PROBLEM STATEMENT:
The records below must be output exactly, without pictures.

DATA FOR THIS EXERCISE:
::::::::::

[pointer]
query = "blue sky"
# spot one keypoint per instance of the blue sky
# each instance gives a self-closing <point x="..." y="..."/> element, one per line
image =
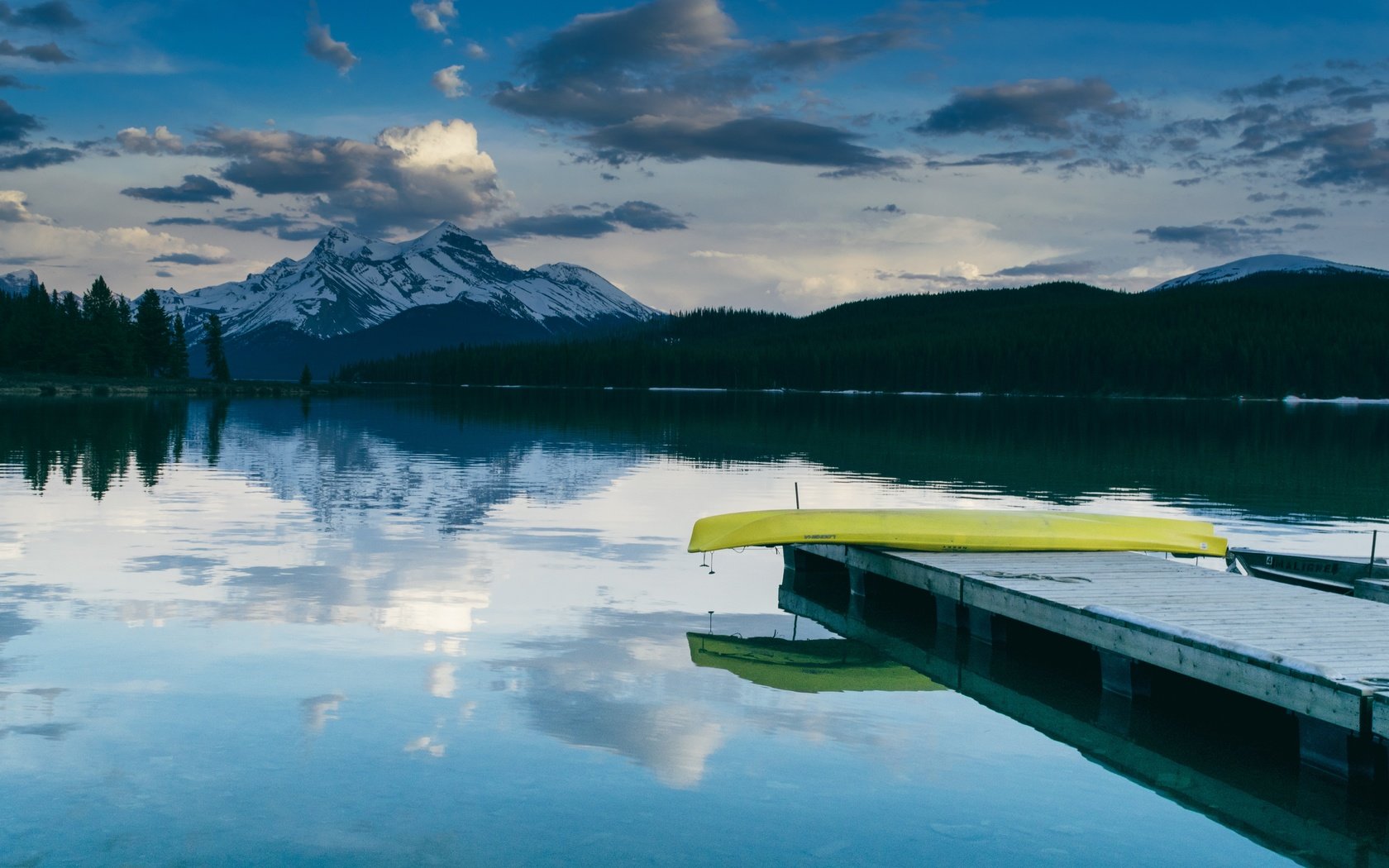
<point x="781" y="156"/>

::::::::::

OUTPUT OF THE TASK:
[pointer]
query = "blue sky"
# spot one keypoint per instance of the blue sky
# each instance gives a self-closing <point x="..." y="..."/> element, one per line
image =
<point x="781" y="156"/>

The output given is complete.